| RECORDS FOR THE TASK |
-- Opening Marker --

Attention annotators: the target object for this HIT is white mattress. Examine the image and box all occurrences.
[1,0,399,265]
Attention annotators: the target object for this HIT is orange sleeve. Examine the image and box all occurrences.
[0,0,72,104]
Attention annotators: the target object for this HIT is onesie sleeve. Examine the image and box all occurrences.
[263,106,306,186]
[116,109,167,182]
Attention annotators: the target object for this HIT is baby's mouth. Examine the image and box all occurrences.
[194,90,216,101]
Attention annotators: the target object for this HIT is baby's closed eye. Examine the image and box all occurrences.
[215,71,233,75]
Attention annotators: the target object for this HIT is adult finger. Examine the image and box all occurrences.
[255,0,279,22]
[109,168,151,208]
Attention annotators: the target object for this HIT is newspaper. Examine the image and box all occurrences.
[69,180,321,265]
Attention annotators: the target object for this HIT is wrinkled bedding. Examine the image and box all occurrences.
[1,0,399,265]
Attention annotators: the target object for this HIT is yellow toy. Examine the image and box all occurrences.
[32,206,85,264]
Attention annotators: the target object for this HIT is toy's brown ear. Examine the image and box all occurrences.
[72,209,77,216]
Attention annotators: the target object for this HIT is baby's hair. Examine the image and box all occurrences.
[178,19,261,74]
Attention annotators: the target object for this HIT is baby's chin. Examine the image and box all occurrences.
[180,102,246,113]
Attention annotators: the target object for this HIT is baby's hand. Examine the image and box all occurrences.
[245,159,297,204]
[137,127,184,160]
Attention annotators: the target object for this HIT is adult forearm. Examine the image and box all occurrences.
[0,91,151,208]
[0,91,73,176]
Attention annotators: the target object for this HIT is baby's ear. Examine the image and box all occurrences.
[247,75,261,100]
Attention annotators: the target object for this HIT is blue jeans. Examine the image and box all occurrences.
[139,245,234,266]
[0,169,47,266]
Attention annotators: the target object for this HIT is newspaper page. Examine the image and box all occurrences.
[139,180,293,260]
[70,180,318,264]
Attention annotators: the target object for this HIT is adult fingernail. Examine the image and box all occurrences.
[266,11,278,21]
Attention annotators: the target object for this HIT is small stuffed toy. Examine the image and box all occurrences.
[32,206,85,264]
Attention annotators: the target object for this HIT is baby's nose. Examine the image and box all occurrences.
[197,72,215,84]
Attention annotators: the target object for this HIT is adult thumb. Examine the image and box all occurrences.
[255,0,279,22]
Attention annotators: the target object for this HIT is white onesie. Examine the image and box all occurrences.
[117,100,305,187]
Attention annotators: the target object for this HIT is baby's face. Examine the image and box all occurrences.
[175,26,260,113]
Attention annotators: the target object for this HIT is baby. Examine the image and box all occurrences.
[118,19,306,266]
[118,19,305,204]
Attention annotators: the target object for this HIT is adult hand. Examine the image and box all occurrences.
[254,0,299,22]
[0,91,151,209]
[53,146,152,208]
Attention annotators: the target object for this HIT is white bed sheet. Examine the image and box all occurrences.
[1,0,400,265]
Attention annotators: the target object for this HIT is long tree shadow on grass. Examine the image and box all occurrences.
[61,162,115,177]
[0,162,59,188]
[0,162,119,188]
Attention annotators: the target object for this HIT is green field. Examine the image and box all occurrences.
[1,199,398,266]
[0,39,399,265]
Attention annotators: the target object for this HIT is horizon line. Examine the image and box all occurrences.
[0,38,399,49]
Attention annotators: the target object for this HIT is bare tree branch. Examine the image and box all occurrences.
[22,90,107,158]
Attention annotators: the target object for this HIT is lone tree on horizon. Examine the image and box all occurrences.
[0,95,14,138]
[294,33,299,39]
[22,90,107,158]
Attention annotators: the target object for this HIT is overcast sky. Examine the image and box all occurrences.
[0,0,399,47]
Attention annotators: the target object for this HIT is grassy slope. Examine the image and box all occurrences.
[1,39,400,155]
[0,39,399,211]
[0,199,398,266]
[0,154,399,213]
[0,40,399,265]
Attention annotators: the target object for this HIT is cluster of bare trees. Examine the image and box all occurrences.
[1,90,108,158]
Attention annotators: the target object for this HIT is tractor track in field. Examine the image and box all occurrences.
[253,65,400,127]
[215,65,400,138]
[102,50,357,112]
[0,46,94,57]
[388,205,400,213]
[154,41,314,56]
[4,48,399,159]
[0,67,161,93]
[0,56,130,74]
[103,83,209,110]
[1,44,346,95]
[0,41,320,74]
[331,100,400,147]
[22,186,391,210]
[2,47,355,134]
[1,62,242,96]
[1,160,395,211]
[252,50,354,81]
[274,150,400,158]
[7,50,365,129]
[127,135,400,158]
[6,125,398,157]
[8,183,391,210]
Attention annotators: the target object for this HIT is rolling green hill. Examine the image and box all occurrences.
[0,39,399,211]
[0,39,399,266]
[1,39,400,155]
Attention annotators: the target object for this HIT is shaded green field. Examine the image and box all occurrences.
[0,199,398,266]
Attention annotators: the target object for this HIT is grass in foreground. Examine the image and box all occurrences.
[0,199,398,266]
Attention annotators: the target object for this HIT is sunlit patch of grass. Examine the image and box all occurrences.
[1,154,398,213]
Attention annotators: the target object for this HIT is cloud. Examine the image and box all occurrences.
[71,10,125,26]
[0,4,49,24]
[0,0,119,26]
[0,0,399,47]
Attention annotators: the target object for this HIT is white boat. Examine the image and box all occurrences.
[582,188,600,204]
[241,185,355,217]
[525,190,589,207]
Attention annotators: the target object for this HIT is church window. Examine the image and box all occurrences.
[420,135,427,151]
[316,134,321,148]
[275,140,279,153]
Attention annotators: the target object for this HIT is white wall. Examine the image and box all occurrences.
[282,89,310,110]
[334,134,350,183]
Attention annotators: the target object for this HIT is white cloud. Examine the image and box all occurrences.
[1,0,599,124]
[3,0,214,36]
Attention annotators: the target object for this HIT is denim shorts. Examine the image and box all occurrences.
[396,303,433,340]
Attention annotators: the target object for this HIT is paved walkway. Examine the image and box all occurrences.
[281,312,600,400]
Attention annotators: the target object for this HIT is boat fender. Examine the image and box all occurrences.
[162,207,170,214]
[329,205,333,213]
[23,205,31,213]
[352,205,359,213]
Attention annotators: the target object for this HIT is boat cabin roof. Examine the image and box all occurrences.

-- Closing Marker --

| PROBLEM REQUIREMENTS |
Give all the records again. Match them exactly.

| COMPLETED TASK |
Attention annotators: the target object for this HIT is white mattress. Examine the image and box all occurrences.
[1,0,399,265]
Attention annotators: the target object for this HIT is orange sleeve. Examine the image and box all occurrences.
[0,0,72,104]
Attention annotators: the target object for this HIT is onesie sleeve. Examine the image and box all occurrences.
[263,106,306,186]
[116,109,167,182]
Attention annotators: the target object for this HIT is baby's mouth. Examine the image and box all occurrences.
[194,90,216,101]
Attention annotators: the target object for this HIT is baby's closed eye. Examine the image and box all occurrences.
[215,71,233,75]
Attention annotators: the target object for this HIT is adult finger. Examine the image and box all occurrences.
[255,0,279,22]
[109,168,151,208]
Attention annotators: the target object for this HIT is newspaper. Examine the image and box all occurrences.
[69,180,321,265]
Attention annotators: the target object for this HIT is wrinkled bedding. Examine the image and box all occurrences.
[1,0,399,265]
Attention annotators: the target object for this HIT is yellow toy. Examine the image and box all occurrences.
[32,206,85,264]
Attention annotators: the target object for this HIT is toy's brown ear. Examine the image and box all occurrences.
[72,209,77,216]
Attention annotators: the target object for this HIT is baby's hair. Examine the image and box all occurrences.
[178,19,261,74]
Attention annotators: the target object for this HIT is baby's chin. Examine the image and box all occurrences.
[180,102,246,113]
Attention annotators: the target object for this HIT is baby's hand. Examine the image and box all occurrences.
[245,159,297,204]
[137,127,184,160]
Attention annotators: the target object for this HIT is adult forearm. Examine the image and box all occurrences.
[0,91,151,208]
[0,91,73,176]
Attention annotators: the target object for this HIT is baby's ear. Examine the image and box all occurrences.
[247,75,261,100]
Attention annotators: the target object for this HIT is blue jeans. Examine the image and box all occurrences.
[139,245,234,266]
[0,169,47,266]
Attention annotators: the target object for this HIT is newspaper page. Examine the image and box all occurrences.
[139,180,293,260]
[70,180,318,264]
Attention annotators: the target object for this HIT is adult fingernail. Examine the image and box all occurrences.
[266,11,278,21]
Attention annotators: the target object for this HIT is small stuffed toy. Examine the image and box all occurrences.
[32,206,85,264]
Attention annotators: the target object for this HIT is baby's nose. Examine the image and box all occurrences.
[197,72,215,84]
Attention annotators: the target object for this HIT is adult thumb. Examine the image and box all occurrences.
[255,0,279,22]
Attention annotators: the target object for this HIT is white onesie. Examine the image and box all occurrences.
[117,100,305,187]
Attention annotators: the target object for this HIT is baby's face. Examine the image and box all occurrences.
[175,26,260,113]
Attention annotators: the target object for this HIT is baby. Examine the image and box all occurrences.
[118,19,306,266]
[118,19,305,204]
Attention annotators: the target object for this HIT is adult hand. Examine the image and box all occurrences.
[254,0,299,22]
[0,91,151,209]
[53,146,152,208]
Attention annotators: the target object for this HIT is white bed sheet. Examine the image and box all occurrences.
[1,0,400,265]
Attention annotators: the target object for this HIT is long tree shadow on grass. Examine the image and box all occurrences.
[61,162,115,177]
[0,162,59,188]
[0,162,119,188]
Attention annotators: the target object for this HIT is green field. Examine the image and box all occurrences.
[1,199,398,266]
[0,39,399,265]
Attention annotators: the target object for this HIT is horizon line. Examine the image and box all occurrences.
[0,38,399,49]
Attention annotators: the target object for this HIT is bare tree branch. Examine the image and box all occurrences.
[22,90,107,158]
Attention annotators: the target object for this HIT is lone tree on horizon. Examine the image and box all occurrences.
[0,95,14,138]
[294,33,299,39]
[22,90,107,158]
Attention annotators: the target object for this HIT is overcast sky. Examine the image and box all occurrences.
[0,0,399,47]
Attention annotators: the target object for this HIT is grassy slope. Examine the image and box all occurrences.
[1,39,400,155]
[0,39,399,211]
[0,199,398,266]
[0,154,399,213]
[0,40,399,265]
Attention annotators: the target object for this HIT is cluster of bare trees. Examine the image and box all occurrences.
[1,90,108,158]
Attention annotators: the target object for this HIT is tractor track in field. Examine the image and box all occurrences.
[253,65,400,127]
[215,65,400,138]
[102,50,357,112]
[0,46,94,57]
[388,205,400,213]
[154,41,314,56]
[4,48,399,159]
[0,67,161,93]
[0,56,130,74]
[103,83,209,110]
[1,44,346,95]
[0,41,320,74]
[331,100,400,147]
[22,186,391,210]
[2,47,355,134]
[1,62,242,96]
[1,160,395,211]
[252,50,354,81]
[274,150,400,158]
[7,50,365,129]
[127,135,400,158]
[6,125,398,157]
[8,183,391,210]
Attention annotators: the target object for this HIT is rolling green hill. Examine the image and box all occurrences.
[0,39,399,211]
[0,39,399,266]
[1,39,400,155]
Attention annotators: the target object for this HIT is shaded green field. Examine the image and box all occurrences.
[0,199,398,266]
Attention annotators: the target object for this HIT is grass in foreground. Examine the image and box all occurrences.
[0,199,398,266]
Attention annotators: the target object for this HIT is sunlit patch of grass. Examine the image and box all occurrences.
[1,154,398,213]
Attention annotators: the target object for this HIT is cloud. Examine the image and box all occurrences.
[71,10,125,26]
[0,4,49,24]
[0,0,119,26]
[0,0,399,47]
Attention annotators: the target object for this HIT is white boat. Examine the image and box all occurrences.
[582,188,600,204]
[241,185,355,217]
[525,190,589,207]
Attention annotators: the target object for this HIT is church window. Examine the image and box all occurrences.
[420,135,427,151]
[316,134,321,148]
[275,140,279,153]
Attention annotators: the target object for this HIT is white wall. Examine the image and box all occurrences.
[282,89,310,110]
[334,134,350,183]
Attention annotators: the target object for this HIT is white cloud. Examine the image and box all occurrences.
[1,0,599,124]
[3,0,214,36]
Attention annotators: the target object for this HIT is denim shorts. Examine the image and box all occurrences.
[396,303,433,340]
Attention annotators: the target object for this HIT is paved walkway. Examine the image and box all occurrences.
[281,312,600,400]
Attention annotators: the target object for this HIT is boat fender. Examine the image and box all occurrences.
[162,207,170,214]
[329,205,333,213]
[23,205,31,213]
[352,205,359,213]
Attention annotators: the target object for this HIT is boat cabin roof. Examine the image and box all occurrences.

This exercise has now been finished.